:: Task details ::
Extract the line that contains "For every instance of the table" and every line after it through the end of the records below, exactly as written, leaving out any pictures.

:: The data ::
((
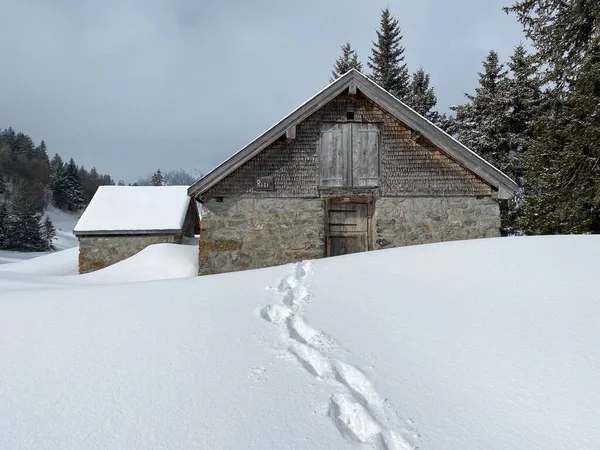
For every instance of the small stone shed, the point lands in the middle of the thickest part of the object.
(353, 169)
(120, 221)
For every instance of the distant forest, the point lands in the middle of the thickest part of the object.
(30, 182)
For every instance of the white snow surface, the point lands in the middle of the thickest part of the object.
(130, 208)
(64, 222)
(489, 344)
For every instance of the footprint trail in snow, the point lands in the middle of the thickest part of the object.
(355, 407)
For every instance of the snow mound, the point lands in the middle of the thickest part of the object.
(487, 344)
(64, 222)
(155, 262)
(55, 263)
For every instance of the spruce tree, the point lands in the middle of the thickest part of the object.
(524, 96)
(481, 124)
(73, 187)
(48, 234)
(563, 159)
(346, 61)
(156, 179)
(23, 220)
(387, 65)
(4, 235)
(57, 182)
(421, 96)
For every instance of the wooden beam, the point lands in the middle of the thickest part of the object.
(290, 133)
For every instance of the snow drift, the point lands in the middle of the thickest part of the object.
(481, 344)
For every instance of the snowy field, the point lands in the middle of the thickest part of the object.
(63, 222)
(488, 344)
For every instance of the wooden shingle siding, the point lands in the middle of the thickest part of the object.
(407, 167)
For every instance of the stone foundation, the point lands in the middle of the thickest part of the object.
(401, 221)
(97, 252)
(249, 233)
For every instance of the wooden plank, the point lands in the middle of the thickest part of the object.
(365, 154)
(290, 133)
(350, 217)
(345, 245)
(335, 149)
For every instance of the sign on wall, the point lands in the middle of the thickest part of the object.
(264, 184)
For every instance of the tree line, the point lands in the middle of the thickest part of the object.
(536, 116)
(29, 182)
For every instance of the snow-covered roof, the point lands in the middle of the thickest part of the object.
(135, 209)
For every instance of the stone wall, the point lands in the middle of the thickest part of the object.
(422, 220)
(249, 233)
(97, 252)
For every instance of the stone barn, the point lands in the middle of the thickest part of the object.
(353, 169)
(120, 221)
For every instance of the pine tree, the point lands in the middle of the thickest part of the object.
(23, 220)
(4, 235)
(481, 124)
(73, 187)
(387, 60)
(562, 183)
(421, 96)
(48, 234)
(157, 179)
(346, 61)
(57, 187)
(524, 96)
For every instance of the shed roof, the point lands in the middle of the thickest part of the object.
(135, 210)
(454, 149)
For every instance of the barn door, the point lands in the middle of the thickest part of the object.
(348, 228)
(349, 155)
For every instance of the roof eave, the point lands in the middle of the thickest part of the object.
(505, 186)
(275, 132)
(126, 232)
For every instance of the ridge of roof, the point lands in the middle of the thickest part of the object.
(446, 143)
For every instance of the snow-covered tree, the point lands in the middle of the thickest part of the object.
(387, 60)
(481, 124)
(48, 234)
(73, 188)
(157, 179)
(421, 96)
(562, 183)
(346, 61)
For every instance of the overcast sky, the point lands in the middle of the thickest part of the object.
(131, 86)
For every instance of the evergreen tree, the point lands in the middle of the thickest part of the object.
(22, 223)
(346, 61)
(73, 187)
(4, 235)
(421, 96)
(387, 60)
(524, 96)
(57, 180)
(41, 154)
(481, 124)
(48, 234)
(562, 183)
(157, 179)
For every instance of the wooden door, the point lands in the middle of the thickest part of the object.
(348, 228)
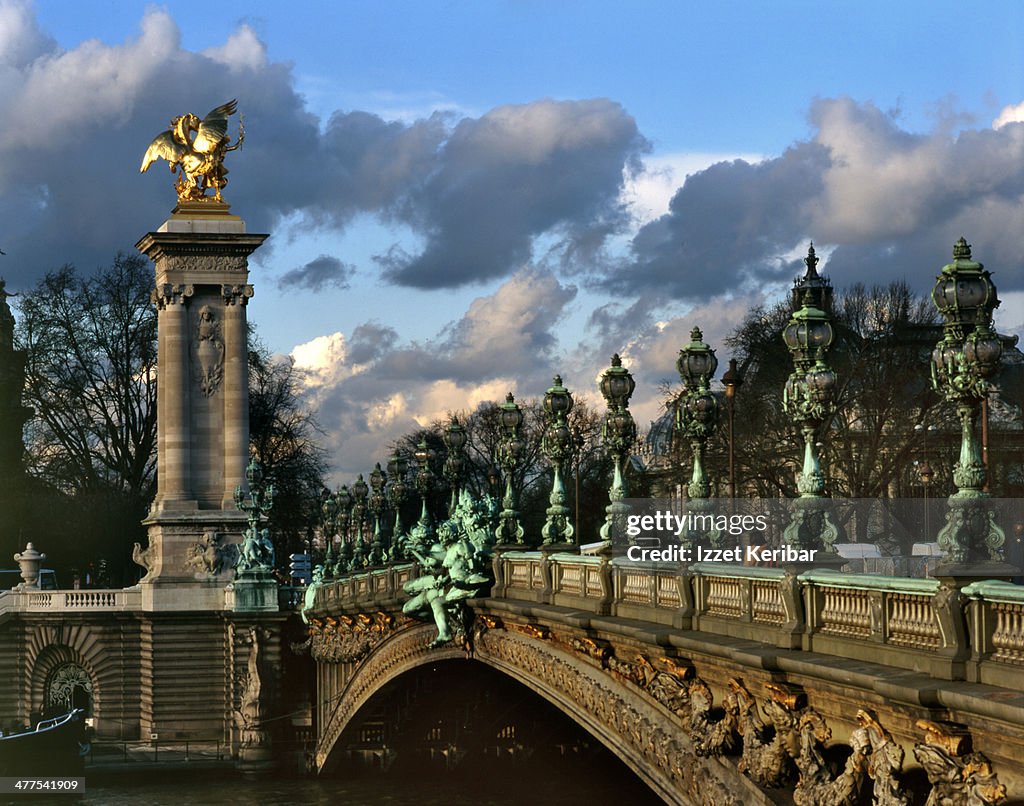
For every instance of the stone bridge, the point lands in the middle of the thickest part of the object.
(722, 684)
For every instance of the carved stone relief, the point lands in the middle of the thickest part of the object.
(348, 639)
(781, 740)
(208, 557)
(211, 262)
(209, 351)
(958, 775)
(167, 294)
(237, 295)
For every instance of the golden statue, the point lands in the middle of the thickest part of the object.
(198, 147)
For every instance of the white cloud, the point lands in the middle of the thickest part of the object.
(647, 193)
(1011, 114)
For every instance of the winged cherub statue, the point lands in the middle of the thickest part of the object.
(198, 147)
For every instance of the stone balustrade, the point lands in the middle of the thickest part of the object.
(995, 624)
(976, 634)
(71, 601)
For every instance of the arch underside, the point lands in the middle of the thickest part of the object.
(646, 736)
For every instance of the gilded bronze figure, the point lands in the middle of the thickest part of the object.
(198, 149)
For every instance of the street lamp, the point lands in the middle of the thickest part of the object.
(344, 499)
(619, 433)
(329, 519)
(557, 446)
(512, 446)
(359, 492)
(377, 504)
(256, 556)
(421, 537)
(732, 381)
(808, 400)
(962, 364)
(696, 419)
(455, 440)
(397, 467)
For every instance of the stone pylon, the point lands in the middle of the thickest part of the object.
(201, 255)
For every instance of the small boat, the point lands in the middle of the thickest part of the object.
(53, 748)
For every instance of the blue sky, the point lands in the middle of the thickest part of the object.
(467, 197)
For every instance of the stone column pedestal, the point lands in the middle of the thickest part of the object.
(201, 256)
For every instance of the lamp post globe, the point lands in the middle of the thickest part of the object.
(557, 447)
(963, 362)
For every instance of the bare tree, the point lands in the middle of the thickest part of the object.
(283, 438)
(91, 378)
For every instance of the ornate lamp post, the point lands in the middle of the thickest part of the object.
(619, 433)
(509, 528)
(257, 551)
(423, 533)
(344, 499)
(808, 399)
(455, 440)
(397, 467)
(962, 363)
(732, 381)
(696, 417)
(359, 492)
(377, 504)
(329, 519)
(557, 447)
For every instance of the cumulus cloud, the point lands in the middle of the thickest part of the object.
(890, 203)
(318, 273)
(371, 388)
(513, 174)
(476, 191)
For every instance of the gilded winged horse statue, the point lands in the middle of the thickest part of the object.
(198, 147)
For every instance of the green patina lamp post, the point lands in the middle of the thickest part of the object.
(256, 555)
(455, 440)
(377, 504)
(962, 364)
(329, 521)
(510, 416)
(359, 492)
(808, 399)
(557, 446)
(619, 433)
(397, 467)
(696, 420)
(422, 535)
(344, 561)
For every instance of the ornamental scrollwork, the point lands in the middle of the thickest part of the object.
(349, 638)
(960, 776)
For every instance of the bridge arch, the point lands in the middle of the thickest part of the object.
(60, 679)
(641, 732)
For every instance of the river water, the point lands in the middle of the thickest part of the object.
(541, 785)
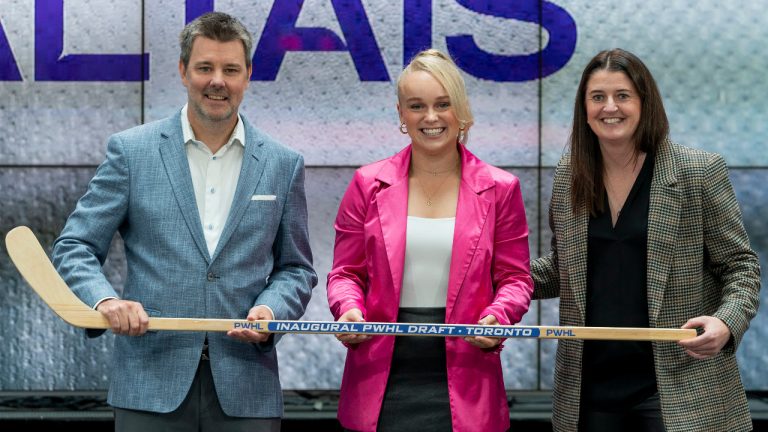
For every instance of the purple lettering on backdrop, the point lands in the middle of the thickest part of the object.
(195, 8)
(9, 71)
(281, 35)
(417, 27)
(50, 65)
(481, 64)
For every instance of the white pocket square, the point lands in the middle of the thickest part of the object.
(263, 198)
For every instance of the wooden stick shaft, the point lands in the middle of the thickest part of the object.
(33, 263)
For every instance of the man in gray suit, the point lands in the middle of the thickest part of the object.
(213, 216)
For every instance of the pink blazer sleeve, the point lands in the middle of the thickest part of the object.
(348, 278)
(510, 270)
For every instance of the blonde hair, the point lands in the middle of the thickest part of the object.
(445, 71)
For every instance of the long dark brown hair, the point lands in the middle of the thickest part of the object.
(587, 187)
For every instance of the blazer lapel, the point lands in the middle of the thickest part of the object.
(572, 246)
(471, 216)
(174, 157)
(663, 224)
(392, 206)
(576, 231)
(250, 174)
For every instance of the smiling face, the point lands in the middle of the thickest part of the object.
(425, 108)
(613, 107)
(216, 78)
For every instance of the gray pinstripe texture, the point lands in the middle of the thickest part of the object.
(144, 191)
(699, 263)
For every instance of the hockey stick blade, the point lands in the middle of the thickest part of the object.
(36, 268)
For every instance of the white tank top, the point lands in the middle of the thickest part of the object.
(428, 245)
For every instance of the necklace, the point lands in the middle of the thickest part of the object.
(439, 186)
(436, 173)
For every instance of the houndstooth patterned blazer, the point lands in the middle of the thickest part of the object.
(699, 263)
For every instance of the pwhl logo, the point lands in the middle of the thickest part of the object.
(282, 35)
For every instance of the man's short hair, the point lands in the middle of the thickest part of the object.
(219, 27)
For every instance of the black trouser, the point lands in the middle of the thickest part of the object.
(200, 411)
(643, 417)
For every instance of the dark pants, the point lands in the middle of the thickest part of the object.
(643, 417)
(200, 411)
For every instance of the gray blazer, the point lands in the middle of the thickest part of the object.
(699, 263)
(144, 190)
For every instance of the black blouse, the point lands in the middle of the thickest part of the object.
(619, 374)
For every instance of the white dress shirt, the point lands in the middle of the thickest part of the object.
(214, 178)
(428, 247)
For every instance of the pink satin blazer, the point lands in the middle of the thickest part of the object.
(489, 275)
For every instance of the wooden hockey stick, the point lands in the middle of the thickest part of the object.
(36, 268)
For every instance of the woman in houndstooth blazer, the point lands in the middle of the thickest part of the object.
(645, 233)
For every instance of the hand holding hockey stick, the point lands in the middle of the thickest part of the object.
(36, 268)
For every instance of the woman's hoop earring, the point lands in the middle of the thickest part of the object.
(462, 134)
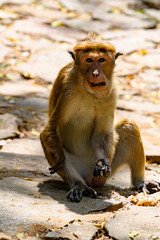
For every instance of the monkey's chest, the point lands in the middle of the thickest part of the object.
(76, 132)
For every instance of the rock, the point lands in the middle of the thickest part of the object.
(152, 3)
(34, 27)
(4, 236)
(145, 60)
(33, 103)
(73, 232)
(23, 87)
(127, 22)
(144, 220)
(23, 146)
(87, 25)
(141, 107)
(153, 13)
(4, 52)
(8, 125)
(45, 64)
(131, 44)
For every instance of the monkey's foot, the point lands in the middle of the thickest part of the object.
(78, 191)
(102, 168)
(56, 168)
(149, 187)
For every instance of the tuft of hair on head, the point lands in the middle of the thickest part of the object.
(91, 37)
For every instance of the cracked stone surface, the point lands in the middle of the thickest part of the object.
(35, 37)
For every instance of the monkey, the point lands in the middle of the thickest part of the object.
(80, 140)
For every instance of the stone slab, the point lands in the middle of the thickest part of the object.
(144, 220)
(8, 125)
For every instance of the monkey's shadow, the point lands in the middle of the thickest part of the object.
(57, 190)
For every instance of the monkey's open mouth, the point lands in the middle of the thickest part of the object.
(97, 84)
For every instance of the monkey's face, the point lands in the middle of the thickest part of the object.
(96, 68)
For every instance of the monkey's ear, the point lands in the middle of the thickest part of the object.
(72, 54)
(118, 54)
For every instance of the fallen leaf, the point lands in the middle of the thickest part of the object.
(133, 234)
(57, 24)
(27, 75)
(34, 132)
(20, 236)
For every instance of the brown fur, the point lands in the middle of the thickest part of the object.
(80, 129)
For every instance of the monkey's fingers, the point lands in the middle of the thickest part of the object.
(75, 194)
(90, 192)
(150, 187)
(102, 168)
(78, 191)
(56, 168)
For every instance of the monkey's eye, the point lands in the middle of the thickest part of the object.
(102, 60)
(89, 60)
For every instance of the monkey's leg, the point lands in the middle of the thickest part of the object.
(64, 168)
(129, 150)
(78, 187)
(53, 149)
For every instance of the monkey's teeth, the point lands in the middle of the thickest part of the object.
(97, 84)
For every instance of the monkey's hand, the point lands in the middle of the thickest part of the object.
(80, 190)
(149, 187)
(102, 168)
(56, 168)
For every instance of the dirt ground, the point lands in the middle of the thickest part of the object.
(35, 36)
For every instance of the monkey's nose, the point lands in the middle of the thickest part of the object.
(95, 73)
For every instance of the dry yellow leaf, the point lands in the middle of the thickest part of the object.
(133, 234)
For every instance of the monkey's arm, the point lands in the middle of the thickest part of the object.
(51, 140)
(103, 142)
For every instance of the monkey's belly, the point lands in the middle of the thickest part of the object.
(95, 181)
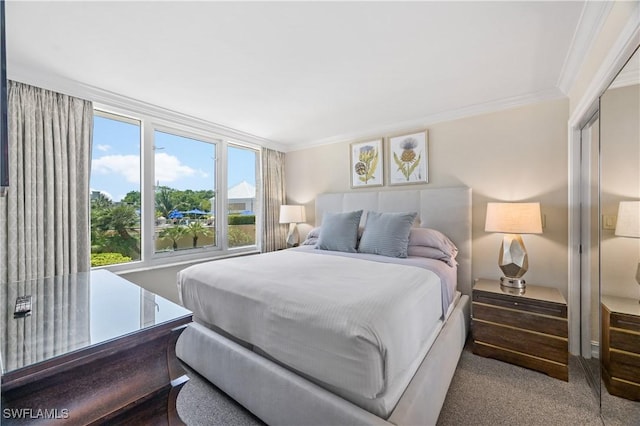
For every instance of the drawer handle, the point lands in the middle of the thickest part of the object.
(627, 322)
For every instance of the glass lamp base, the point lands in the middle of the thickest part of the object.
(513, 282)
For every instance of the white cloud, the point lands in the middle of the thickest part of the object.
(105, 193)
(124, 165)
(168, 167)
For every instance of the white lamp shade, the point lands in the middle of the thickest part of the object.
(292, 214)
(628, 223)
(513, 218)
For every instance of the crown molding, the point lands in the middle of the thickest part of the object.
(472, 110)
(109, 100)
(627, 42)
(592, 18)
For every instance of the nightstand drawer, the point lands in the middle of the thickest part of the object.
(529, 321)
(624, 341)
(527, 342)
(521, 304)
(624, 366)
(625, 322)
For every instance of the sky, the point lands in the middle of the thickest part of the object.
(180, 162)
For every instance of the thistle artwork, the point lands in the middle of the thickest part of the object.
(368, 161)
(408, 161)
(366, 164)
(410, 157)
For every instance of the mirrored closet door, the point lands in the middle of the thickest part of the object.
(619, 247)
(590, 251)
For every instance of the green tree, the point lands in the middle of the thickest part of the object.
(196, 229)
(173, 233)
(164, 202)
(133, 199)
(114, 228)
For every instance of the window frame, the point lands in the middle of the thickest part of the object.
(194, 129)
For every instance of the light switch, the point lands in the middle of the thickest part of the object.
(609, 221)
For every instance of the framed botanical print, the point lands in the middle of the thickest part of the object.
(367, 165)
(408, 159)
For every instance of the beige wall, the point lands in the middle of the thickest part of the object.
(518, 154)
(620, 181)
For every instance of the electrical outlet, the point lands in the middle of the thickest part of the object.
(609, 222)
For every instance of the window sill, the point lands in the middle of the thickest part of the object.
(166, 261)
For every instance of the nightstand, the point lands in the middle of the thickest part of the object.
(621, 346)
(529, 330)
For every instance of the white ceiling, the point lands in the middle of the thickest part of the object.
(301, 73)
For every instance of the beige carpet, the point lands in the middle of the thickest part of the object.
(483, 392)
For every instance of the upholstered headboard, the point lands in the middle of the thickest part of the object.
(445, 209)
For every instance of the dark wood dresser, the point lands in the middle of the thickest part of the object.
(529, 329)
(621, 346)
(96, 349)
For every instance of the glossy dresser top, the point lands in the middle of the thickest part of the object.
(534, 292)
(74, 312)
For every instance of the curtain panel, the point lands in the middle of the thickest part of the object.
(274, 234)
(44, 229)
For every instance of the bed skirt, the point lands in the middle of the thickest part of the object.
(281, 397)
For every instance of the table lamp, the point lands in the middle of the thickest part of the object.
(292, 215)
(628, 224)
(513, 219)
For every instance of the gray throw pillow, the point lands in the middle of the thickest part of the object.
(387, 234)
(339, 231)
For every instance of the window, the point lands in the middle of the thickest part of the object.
(184, 193)
(241, 196)
(157, 188)
(115, 190)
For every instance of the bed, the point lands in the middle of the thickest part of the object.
(283, 334)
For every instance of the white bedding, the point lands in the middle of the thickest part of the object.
(353, 324)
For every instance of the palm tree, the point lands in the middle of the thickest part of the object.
(196, 229)
(173, 233)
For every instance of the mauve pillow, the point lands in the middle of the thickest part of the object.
(431, 253)
(339, 231)
(386, 234)
(428, 237)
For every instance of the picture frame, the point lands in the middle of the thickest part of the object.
(367, 163)
(408, 158)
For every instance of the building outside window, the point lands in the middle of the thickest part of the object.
(182, 173)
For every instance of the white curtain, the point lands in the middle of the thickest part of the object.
(273, 233)
(44, 224)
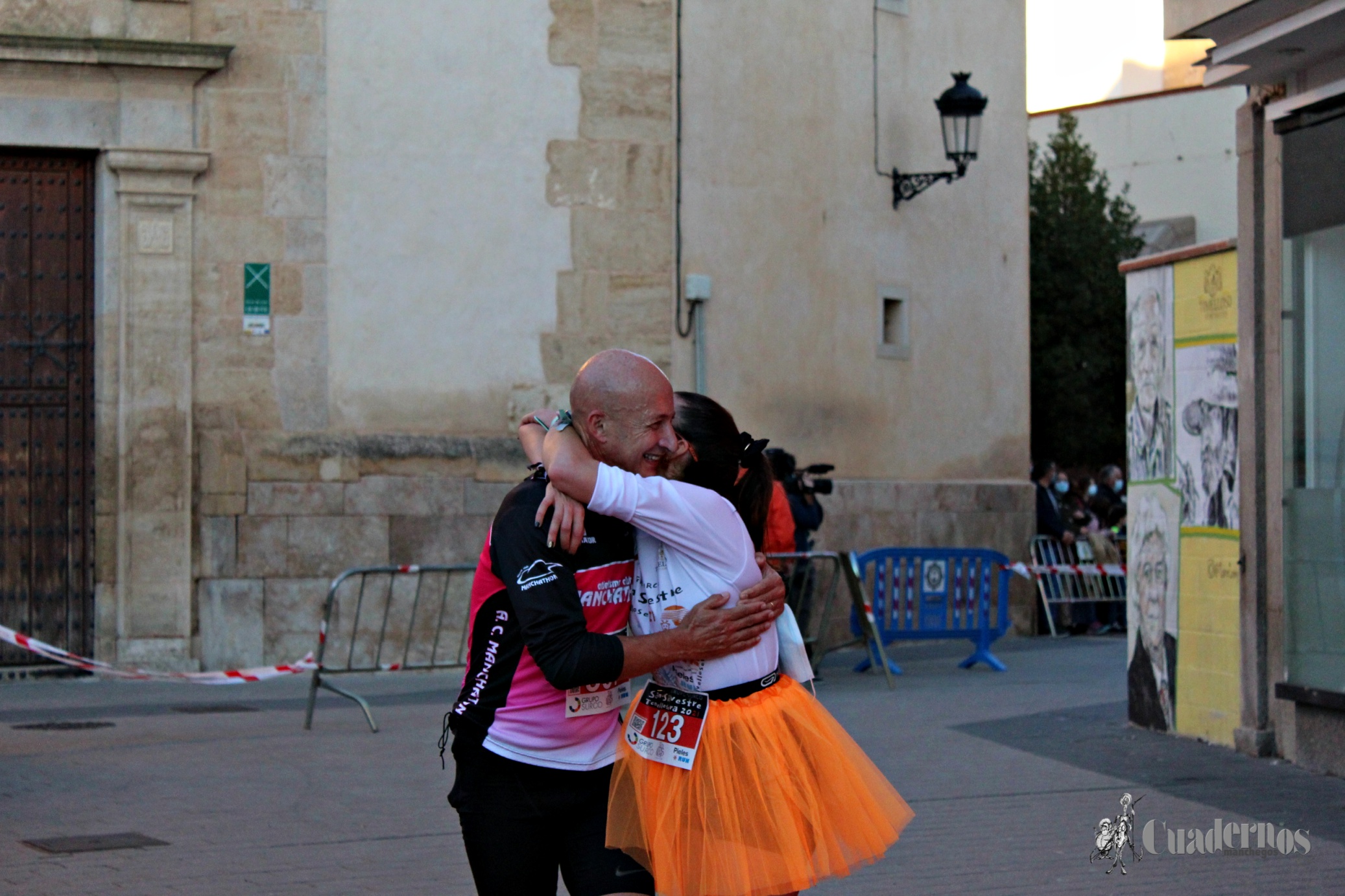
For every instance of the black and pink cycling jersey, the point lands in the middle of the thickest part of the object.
))
:: Task solution ::
For every instance of the table lamp, the point lands in the middle of the thickest part of the object.
(292, 215)
(628, 224)
(513, 219)
For every instance of the gray throw pillow, the point lands in the middle of the thickest part of the object.
(387, 234)
(339, 231)
For every instance of the window, the point lands in the middle of the thickest part of the object.
(184, 193)
(241, 196)
(157, 188)
(115, 190)
For every instance of the bed, the point lands in the middle of the thickest part of the object.
(283, 334)
For every instance of the white bedding, the point lands in the middle of the thickest part of the object.
(353, 324)
For every instance of the palm tree, the point lands in the middle of the thickest part of the object.
(196, 229)
(173, 233)
For every instance of the mauve pillow, the point lands in the middle of the thickest part of the object.
(431, 253)
(339, 231)
(386, 234)
(428, 237)
For every instance of the picture frame, the point lands in the middle of the thickest part of the object.
(367, 163)
(408, 158)
For every instance of the building outside window, the point lands in the middle of the thickest part of the object.
(182, 173)
For every instance of the white curtain, the point lands in the middle of the thickest part of the object.
(273, 233)
(44, 224)
For every instance of the black and pink cycling jersey, the point lands in the middle of the thickest part of the object.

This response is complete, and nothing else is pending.